Pointing and labeling material
++++

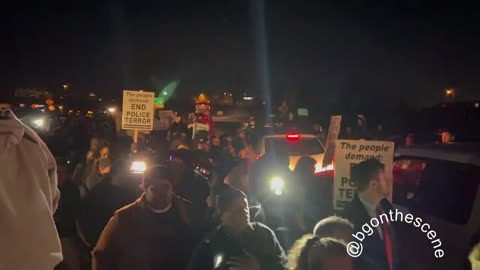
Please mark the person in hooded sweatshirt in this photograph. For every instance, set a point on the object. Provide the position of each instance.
(28, 197)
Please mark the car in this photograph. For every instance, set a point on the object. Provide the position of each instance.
(297, 145)
(440, 184)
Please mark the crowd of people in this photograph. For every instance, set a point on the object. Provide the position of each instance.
(199, 204)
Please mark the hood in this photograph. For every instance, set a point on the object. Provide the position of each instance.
(11, 131)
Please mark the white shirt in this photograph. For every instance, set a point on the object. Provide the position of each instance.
(372, 212)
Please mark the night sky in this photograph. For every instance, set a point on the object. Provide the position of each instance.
(383, 50)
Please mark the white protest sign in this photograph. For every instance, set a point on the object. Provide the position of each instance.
(349, 153)
(138, 109)
(333, 131)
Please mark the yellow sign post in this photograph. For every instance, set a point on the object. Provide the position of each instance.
(138, 111)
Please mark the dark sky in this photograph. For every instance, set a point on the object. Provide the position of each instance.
(380, 49)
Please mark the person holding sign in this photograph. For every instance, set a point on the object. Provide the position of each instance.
(370, 202)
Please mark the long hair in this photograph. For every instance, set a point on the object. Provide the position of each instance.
(295, 252)
(310, 253)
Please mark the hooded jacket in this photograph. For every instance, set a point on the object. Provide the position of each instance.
(28, 199)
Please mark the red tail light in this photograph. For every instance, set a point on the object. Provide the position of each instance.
(293, 136)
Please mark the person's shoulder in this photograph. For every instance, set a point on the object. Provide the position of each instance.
(182, 201)
(352, 209)
(261, 228)
(129, 210)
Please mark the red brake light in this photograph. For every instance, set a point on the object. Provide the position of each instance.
(293, 136)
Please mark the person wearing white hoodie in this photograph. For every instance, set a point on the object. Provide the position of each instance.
(28, 198)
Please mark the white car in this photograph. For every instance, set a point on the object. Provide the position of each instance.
(297, 145)
(443, 189)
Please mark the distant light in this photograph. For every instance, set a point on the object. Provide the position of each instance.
(138, 166)
(319, 168)
(276, 185)
(38, 123)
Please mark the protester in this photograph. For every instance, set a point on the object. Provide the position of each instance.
(410, 140)
(315, 194)
(105, 161)
(238, 178)
(237, 243)
(151, 233)
(361, 132)
(334, 227)
(331, 227)
(114, 192)
(29, 197)
(189, 186)
(66, 218)
(368, 203)
(314, 253)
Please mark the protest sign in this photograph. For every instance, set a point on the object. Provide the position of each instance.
(137, 112)
(349, 153)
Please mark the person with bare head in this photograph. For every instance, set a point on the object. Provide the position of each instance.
(238, 243)
(314, 253)
(371, 202)
(154, 232)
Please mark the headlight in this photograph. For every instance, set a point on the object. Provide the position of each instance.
(319, 168)
(138, 167)
(218, 261)
(276, 185)
(38, 123)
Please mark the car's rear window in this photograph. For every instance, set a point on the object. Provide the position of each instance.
(445, 189)
(301, 147)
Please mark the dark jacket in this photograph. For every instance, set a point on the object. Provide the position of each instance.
(257, 239)
(373, 246)
(196, 190)
(68, 210)
(100, 205)
(138, 238)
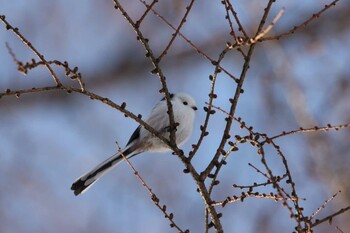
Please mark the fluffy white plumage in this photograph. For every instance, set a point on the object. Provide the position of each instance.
(141, 140)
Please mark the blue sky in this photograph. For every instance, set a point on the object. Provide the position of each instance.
(50, 139)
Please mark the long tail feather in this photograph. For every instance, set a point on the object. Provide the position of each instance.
(86, 181)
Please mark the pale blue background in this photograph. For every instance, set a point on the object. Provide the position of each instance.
(47, 140)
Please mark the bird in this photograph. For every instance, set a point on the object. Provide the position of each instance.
(184, 107)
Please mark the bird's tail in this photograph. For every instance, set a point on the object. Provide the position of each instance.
(86, 181)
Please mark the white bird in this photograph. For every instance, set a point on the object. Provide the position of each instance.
(141, 140)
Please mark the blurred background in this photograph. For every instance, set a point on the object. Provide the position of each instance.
(49, 139)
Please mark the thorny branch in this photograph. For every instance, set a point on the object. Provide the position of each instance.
(289, 200)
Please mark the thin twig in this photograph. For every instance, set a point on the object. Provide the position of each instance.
(154, 197)
(31, 47)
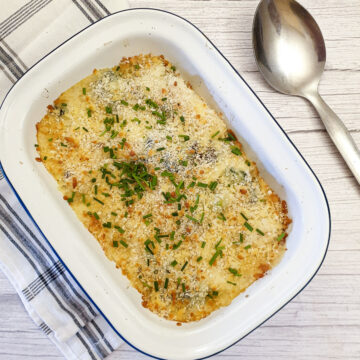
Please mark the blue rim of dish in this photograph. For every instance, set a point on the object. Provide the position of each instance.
(273, 118)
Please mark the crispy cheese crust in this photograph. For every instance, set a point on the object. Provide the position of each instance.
(153, 173)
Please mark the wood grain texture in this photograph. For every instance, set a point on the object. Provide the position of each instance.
(323, 322)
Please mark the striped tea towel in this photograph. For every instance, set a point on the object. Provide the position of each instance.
(28, 31)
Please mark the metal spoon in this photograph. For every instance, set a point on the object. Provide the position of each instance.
(290, 53)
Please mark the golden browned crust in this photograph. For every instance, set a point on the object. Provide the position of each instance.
(164, 187)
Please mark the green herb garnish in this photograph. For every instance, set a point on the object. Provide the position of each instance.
(248, 226)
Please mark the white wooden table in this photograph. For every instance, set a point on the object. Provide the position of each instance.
(323, 322)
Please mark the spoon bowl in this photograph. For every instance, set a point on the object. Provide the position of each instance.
(290, 52)
(289, 46)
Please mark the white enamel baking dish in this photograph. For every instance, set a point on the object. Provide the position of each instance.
(103, 44)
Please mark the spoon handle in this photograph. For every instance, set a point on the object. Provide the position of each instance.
(338, 133)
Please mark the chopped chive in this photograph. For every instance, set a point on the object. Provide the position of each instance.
(202, 218)
(231, 136)
(212, 260)
(234, 272)
(248, 226)
(185, 137)
(184, 266)
(72, 198)
(192, 218)
(175, 246)
(123, 243)
(244, 216)
(114, 134)
(213, 185)
(235, 150)
(222, 217)
(119, 229)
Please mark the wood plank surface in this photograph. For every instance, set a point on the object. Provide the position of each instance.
(323, 322)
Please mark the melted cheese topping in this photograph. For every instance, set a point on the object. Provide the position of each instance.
(156, 177)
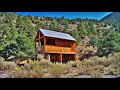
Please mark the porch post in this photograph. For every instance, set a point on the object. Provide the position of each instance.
(39, 38)
(60, 58)
(44, 41)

++++

● Problem details
Could you rescale the material that begins at the line containing "Please mark the melted" and runs through the end, writing every line out again with the requests included, multiplying each point coordinate by 1.75, and rounding to whole numbers with halves rounded up? Leave the pictures out of your answer.

● Exercise response
Please mark the melted cheese topping in this photograph. For every instance, set a point on the object. Provide the position of each instance.
(273, 310)
Please mark the porch post in this photograph. For every instance, set a point on the object. Provide the position of each instance.
(68, 67)
(105, 102)
(77, 72)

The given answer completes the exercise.